▶ [Source document]
-.-.-

HOW CAN IT BE A BUS?

- We already know that a bus is a shared medium
  - Everybody hears what others talk
- But the **USB is a tree**!
- It is still a bus
  - It has a single master: the root hub
  - Everybody hears what the master says (it is broadcasted in the tree)
  - The target device listens, the other do not listen
  - Messages sent by the target device reach the master in a bottom-up manner
- Arbitration is not needed
  - Since we have only one master
  - Nobody can talk unless the master gives permission
- If it is a bus, it has its drawbacks as well:
  - The more devices are connected, to slower it is



- The communication is organized in **transactions**
- All transactions are initiated by the master (root hub)
- Contents:
  - ID of the target device
  - Direction (input or output transaction)
  - The data to transmit
    - Output transactions: the data is driven by the root hub
    - Input transactions: the data is driven by the target device
- The transactions are carried by **frames** 
  - Each frame takes a given amount of time
    - USB 1.1 full speed: 1 ms/frame, 1500 byte payload
    - USB 2.0 high speed: 125 µs/frame, 7500 byte payload
  - Each frame can carry several transactions
  - Frames can carry only entire transactions (may not be fully filled)





- Transfer mode: how to transmit data
  - Bulk
    - To transmit large amount of data, in an error-free way
    - No delay guarantee
    - Examples: external hard disk, printer, scanner, pendrive, etc.

-.-.-

Records from a collection
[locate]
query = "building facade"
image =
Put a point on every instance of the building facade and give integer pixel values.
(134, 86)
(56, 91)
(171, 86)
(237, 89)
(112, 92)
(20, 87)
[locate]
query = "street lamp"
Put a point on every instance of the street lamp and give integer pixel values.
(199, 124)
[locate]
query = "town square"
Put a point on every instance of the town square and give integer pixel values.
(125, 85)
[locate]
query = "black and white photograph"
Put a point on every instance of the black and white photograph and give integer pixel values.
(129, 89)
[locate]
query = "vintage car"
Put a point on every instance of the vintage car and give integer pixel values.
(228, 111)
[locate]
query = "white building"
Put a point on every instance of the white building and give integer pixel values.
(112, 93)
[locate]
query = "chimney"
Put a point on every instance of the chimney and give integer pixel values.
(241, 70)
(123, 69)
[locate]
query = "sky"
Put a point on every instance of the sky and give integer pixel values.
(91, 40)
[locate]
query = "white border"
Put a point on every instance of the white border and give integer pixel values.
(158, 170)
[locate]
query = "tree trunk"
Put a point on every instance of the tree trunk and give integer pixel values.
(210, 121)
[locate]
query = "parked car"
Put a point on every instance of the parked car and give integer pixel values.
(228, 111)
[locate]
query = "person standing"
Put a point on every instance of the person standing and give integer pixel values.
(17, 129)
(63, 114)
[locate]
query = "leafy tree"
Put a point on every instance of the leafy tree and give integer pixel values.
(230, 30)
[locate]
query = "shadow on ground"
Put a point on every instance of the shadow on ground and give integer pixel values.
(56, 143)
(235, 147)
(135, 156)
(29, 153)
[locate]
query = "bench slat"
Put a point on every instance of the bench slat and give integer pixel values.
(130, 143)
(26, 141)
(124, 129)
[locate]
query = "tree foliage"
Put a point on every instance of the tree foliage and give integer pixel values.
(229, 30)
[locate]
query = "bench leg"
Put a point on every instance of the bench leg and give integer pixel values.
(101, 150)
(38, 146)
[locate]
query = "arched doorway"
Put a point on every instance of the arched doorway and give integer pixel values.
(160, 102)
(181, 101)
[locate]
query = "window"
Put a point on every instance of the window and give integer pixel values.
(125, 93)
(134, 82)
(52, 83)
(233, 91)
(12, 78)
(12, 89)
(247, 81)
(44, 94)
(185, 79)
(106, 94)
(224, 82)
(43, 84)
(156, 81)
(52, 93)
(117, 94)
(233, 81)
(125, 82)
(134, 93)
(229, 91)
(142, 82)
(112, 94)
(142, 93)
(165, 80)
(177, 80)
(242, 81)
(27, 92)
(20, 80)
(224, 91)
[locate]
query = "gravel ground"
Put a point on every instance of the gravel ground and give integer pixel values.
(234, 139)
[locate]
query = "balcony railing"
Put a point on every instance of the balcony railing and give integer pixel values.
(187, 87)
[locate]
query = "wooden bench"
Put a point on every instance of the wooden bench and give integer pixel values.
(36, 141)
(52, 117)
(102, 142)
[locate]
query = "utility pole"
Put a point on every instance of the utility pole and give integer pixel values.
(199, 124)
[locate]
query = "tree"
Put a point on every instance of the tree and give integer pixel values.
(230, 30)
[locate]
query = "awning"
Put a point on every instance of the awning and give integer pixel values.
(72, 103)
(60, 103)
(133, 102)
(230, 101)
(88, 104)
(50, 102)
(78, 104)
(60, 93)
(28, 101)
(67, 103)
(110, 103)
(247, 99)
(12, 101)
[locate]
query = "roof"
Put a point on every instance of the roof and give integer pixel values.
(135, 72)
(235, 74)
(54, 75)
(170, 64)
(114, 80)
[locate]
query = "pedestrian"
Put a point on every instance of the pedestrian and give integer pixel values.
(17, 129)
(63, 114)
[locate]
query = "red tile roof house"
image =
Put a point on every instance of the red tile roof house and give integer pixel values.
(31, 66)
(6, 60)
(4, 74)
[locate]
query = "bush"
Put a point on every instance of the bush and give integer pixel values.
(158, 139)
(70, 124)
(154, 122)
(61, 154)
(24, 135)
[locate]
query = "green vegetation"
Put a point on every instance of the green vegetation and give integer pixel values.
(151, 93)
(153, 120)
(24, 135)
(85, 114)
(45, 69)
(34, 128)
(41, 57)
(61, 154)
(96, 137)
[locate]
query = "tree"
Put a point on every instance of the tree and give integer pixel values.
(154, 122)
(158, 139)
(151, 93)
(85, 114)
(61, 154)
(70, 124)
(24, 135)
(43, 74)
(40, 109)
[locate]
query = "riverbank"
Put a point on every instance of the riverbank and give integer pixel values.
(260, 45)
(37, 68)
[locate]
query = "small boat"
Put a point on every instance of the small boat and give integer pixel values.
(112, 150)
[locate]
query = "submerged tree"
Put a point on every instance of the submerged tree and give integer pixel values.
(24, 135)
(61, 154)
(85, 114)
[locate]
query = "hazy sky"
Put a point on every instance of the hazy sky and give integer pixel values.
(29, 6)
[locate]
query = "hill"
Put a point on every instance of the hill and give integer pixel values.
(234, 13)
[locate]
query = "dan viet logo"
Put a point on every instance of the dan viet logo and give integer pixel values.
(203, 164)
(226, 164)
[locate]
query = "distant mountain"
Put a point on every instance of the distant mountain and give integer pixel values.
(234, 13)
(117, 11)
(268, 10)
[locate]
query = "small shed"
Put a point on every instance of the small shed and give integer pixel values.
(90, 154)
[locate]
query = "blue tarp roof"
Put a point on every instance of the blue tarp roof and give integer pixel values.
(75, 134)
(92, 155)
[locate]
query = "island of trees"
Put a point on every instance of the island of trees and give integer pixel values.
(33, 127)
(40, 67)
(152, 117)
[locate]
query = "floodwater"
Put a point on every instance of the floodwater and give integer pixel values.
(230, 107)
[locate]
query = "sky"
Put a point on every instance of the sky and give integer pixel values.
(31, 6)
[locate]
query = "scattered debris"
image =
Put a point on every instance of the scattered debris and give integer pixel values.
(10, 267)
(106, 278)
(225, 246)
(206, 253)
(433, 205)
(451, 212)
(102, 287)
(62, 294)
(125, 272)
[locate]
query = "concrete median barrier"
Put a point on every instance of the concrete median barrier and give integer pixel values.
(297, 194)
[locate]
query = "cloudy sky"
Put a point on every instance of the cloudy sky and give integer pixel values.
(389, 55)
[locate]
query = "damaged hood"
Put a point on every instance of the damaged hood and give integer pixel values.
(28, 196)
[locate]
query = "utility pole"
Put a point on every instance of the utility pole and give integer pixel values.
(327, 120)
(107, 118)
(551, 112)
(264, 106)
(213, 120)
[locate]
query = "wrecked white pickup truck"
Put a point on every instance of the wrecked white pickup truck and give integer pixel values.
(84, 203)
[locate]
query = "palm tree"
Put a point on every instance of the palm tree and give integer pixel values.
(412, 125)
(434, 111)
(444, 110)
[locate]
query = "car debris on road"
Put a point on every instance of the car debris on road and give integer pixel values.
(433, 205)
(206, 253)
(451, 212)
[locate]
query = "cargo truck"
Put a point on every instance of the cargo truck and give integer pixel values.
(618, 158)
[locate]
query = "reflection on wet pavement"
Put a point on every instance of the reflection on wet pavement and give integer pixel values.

-.-.-

▶ [Requirement 1] In the notes on USB as a bus, how long does one USB 2.0 high-speed frame take?
▶ [Requirement 2] Pull out each line of the entries that contains the string "shed".
The text and the entries come from unrelated sources.

▶ [Complete response 1] 125 µs per frame.

▶ [Complete response 2]
query = "small shed"
Put a point on every instance of the small shed and give integer pixel values.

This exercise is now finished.